Skip any picture you find and retype all the remaining lines exactly.

------ LISTED ENTRIES

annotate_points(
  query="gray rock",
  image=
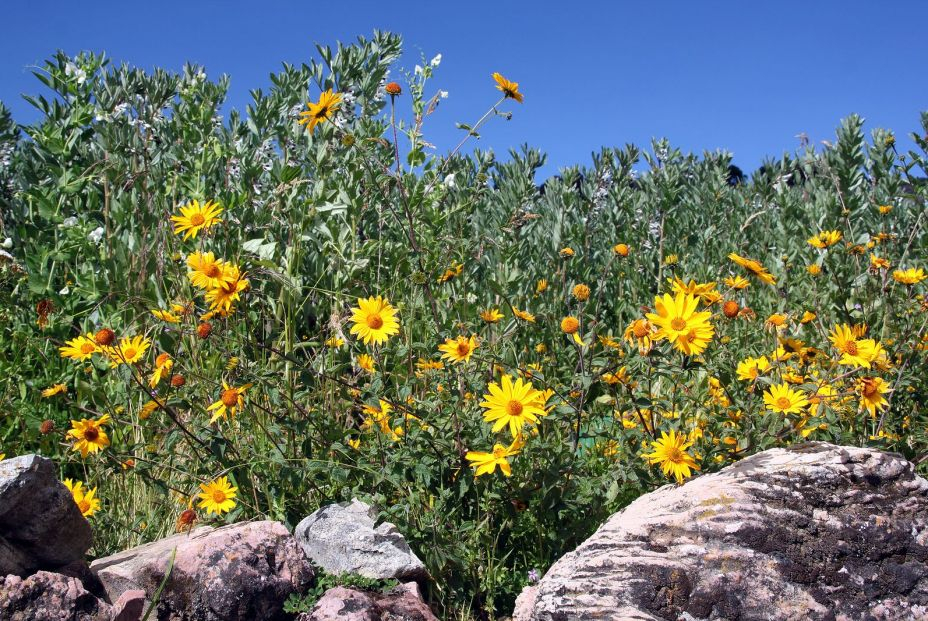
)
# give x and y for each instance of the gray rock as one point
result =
(240, 571)
(813, 532)
(404, 603)
(47, 596)
(342, 538)
(40, 525)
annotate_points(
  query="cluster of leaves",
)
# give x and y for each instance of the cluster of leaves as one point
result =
(320, 219)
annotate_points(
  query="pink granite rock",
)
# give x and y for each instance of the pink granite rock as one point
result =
(241, 571)
(404, 603)
(813, 532)
(47, 596)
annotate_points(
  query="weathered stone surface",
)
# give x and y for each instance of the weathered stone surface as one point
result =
(47, 596)
(813, 532)
(404, 603)
(241, 571)
(40, 525)
(342, 538)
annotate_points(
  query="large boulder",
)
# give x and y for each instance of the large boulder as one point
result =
(47, 596)
(342, 538)
(404, 603)
(40, 524)
(241, 571)
(816, 531)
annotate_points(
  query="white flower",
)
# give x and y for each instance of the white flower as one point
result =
(96, 235)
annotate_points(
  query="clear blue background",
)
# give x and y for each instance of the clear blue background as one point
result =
(743, 76)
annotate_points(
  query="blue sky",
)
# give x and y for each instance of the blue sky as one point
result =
(742, 76)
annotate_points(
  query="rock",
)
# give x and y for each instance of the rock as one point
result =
(404, 603)
(241, 571)
(40, 525)
(813, 532)
(341, 538)
(47, 596)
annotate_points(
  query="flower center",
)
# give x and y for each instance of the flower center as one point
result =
(229, 397)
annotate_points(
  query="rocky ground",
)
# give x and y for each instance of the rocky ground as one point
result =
(816, 531)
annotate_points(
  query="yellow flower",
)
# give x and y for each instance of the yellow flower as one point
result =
(217, 496)
(754, 267)
(459, 349)
(81, 348)
(56, 389)
(670, 453)
(750, 369)
(374, 320)
(166, 316)
(163, 366)
(88, 435)
(509, 89)
(491, 315)
(678, 322)
(782, 398)
(513, 403)
(320, 111)
(581, 292)
(871, 391)
(222, 297)
(195, 218)
(825, 239)
(911, 276)
(129, 351)
(366, 363)
(230, 401)
(86, 501)
(208, 272)
(486, 463)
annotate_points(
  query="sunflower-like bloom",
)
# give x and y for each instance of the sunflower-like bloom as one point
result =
(491, 315)
(670, 453)
(871, 391)
(513, 403)
(678, 322)
(509, 89)
(56, 389)
(81, 348)
(750, 369)
(86, 501)
(163, 365)
(208, 272)
(459, 349)
(129, 350)
(911, 276)
(194, 218)
(486, 463)
(227, 293)
(754, 267)
(217, 496)
(321, 111)
(782, 398)
(88, 435)
(640, 332)
(825, 239)
(374, 320)
(231, 400)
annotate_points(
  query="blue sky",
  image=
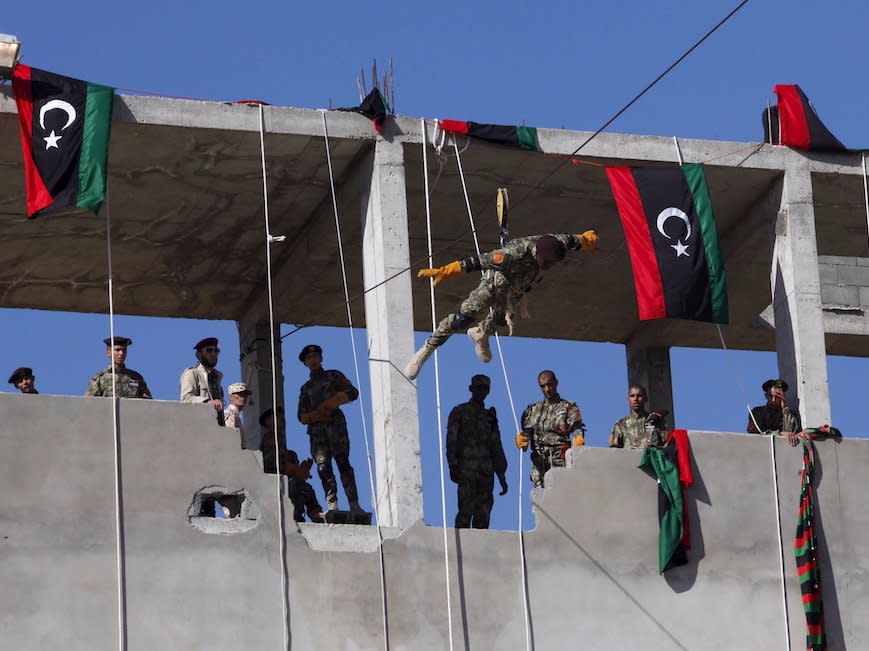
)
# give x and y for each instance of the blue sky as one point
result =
(556, 64)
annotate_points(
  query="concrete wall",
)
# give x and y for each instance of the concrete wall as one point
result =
(592, 560)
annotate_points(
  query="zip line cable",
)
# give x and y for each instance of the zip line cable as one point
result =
(269, 239)
(374, 496)
(116, 416)
(549, 175)
(438, 408)
(529, 644)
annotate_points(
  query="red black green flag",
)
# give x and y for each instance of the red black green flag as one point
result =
(522, 137)
(667, 216)
(795, 123)
(65, 125)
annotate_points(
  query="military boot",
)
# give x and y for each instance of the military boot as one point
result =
(481, 343)
(419, 357)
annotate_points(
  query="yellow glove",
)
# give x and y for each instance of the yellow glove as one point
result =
(331, 404)
(588, 241)
(442, 273)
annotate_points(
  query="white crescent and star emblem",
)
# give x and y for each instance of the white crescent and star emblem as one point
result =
(52, 105)
(680, 247)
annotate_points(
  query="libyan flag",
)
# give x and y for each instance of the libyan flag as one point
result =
(65, 125)
(795, 123)
(522, 137)
(667, 216)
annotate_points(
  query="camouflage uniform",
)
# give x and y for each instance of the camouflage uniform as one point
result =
(773, 421)
(636, 431)
(130, 383)
(511, 271)
(549, 425)
(475, 456)
(329, 439)
(201, 383)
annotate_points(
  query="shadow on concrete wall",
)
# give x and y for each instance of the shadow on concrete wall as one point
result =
(609, 576)
(682, 578)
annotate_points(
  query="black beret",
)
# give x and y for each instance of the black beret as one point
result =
(309, 348)
(778, 384)
(267, 413)
(19, 374)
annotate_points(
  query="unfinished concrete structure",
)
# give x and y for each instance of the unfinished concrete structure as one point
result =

------------

#### [RESULT OF THIS EXERCISE]
annotate_points(
  query="gray rock",
  image=
)
# give x and y for each instance of the gray rock as one point
result =
(240, 571)
(813, 532)
(404, 603)
(47, 596)
(342, 538)
(40, 525)
annotate_points(
  query="cluster of leaves",
)
# give x and y for each instance of the cluster of leaves as one point
result =
(320, 219)
annotate_points(
  query="pink granite rock",
)
# give x and y for each instance of the pink granite rock as one point
result =
(241, 571)
(404, 603)
(813, 532)
(47, 596)
annotate_points(
  query="weathered stone surface",
)
# give x and y for each instance of the weathered stone surface as one point
result =
(47, 596)
(813, 532)
(404, 603)
(241, 571)
(40, 525)
(342, 538)
annotate_points(
  query="large boulder",
)
# give x and y for each instance of the large boulder as one point
result =
(47, 596)
(342, 538)
(404, 603)
(40, 524)
(241, 571)
(816, 531)
annotate_points(
  query="white flower",
)
# give x and y for each instance of the white flower as one point
result =
(96, 235)
annotate_points(
  query="clear blue background",
)
# give x and y for each instance of the clear blue background as one point
result =
(743, 76)
annotate_points(
  query="blue sky",
)
# give x and y for each instance of the blue sky as one point
result =
(742, 76)
annotate_points(
  query="rock",
)
# give x and y for each instance of the rock as one point
result =
(404, 603)
(241, 571)
(40, 525)
(813, 532)
(341, 538)
(47, 596)
annotate_points(
  query="flower center",
)
# give x and y for each instance of the flower center as one point
result =
(229, 397)
annotate_points(
  query="rocky ground",
)
# give x and y for each instance of the rocky ground as one point
result =
(816, 531)
annotate_points(
  query="yellow flower",
)
# give x and y for each instance of the yellow flower as one point
result =
(217, 496)
(754, 267)
(459, 349)
(81, 348)
(56, 389)
(670, 453)
(750, 369)
(374, 320)
(166, 316)
(163, 366)
(88, 435)
(509, 89)
(491, 315)
(678, 322)
(782, 398)
(513, 403)
(320, 111)
(581, 292)
(871, 391)
(222, 297)
(195, 218)
(825, 239)
(911, 276)
(129, 351)
(366, 363)
(230, 401)
(86, 501)
(208, 272)
(486, 463)
annotate_points(
  query="sunflower-like bloom",
)
# give x and y for each instance of the sunflower-like bloom as one point
result =
(491, 315)
(670, 453)
(871, 391)
(513, 403)
(678, 322)
(509, 89)
(56, 389)
(81, 348)
(750, 369)
(86, 501)
(163, 365)
(208, 272)
(459, 349)
(129, 350)
(911, 276)
(194, 218)
(486, 463)
(227, 293)
(754, 267)
(217, 496)
(321, 111)
(782, 398)
(88, 435)
(640, 332)
(825, 239)
(374, 320)
(231, 400)
annotate_points(
  query="blue sky",
  image=
)
# give x and y for each instance of the blue sky as one point
result =
(556, 64)
annotate_points(
  query="concrete wall",
)
# give x and y for each instance of the concrete wall as one point
result =
(592, 560)
annotate_points(
  query="zip line cable",
)
# give x and y for each instance of the zip line cable as one point
result =
(269, 239)
(374, 496)
(116, 416)
(549, 175)
(438, 408)
(529, 644)
annotate_points(
  query="red black green flag",
)
# give x and y for each instance of the red black green flag as one point
result =
(522, 137)
(667, 216)
(795, 123)
(65, 125)
annotate_points(
  query="military boot",
)
# give x and y for each instance of the military boot as one point
result =
(481, 343)
(419, 357)
annotate_points(
  query="yellow glove",
)
# give x and y for each instance of the yellow glove as one point
result =
(331, 404)
(588, 241)
(442, 273)
annotate_points(
  query="white crescent and star emblem",
)
# give x and y for each instance of the white crescent and star emblem as one point
result =
(52, 105)
(680, 247)
annotate_points(
  query="libyan flag",
)
# give x and y for each instance of the libyan flag as one point
result =
(65, 125)
(795, 123)
(522, 137)
(667, 216)
annotate_points(
  query="camouflage uniform",
)
# give x and y for each instance of the camouflage uniform as one point
result =
(773, 421)
(636, 431)
(130, 383)
(511, 271)
(549, 425)
(475, 456)
(329, 439)
(201, 383)
annotate_points(
  query="shadow on concrete wall",
)
# give x and y for each instance of the shadow on concrete wall as one point
result =
(609, 576)
(682, 578)
annotate_points(
  query="black beret",
)
# give x and y for each instance of the black beret as one point
result =
(309, 348)
(778, 384)
(267, 413)
(19, 374)
annotate_points(
  query="unfinished concrete structure",
)
# give x and y for each instance of the unfinished concrete structure as one point
result =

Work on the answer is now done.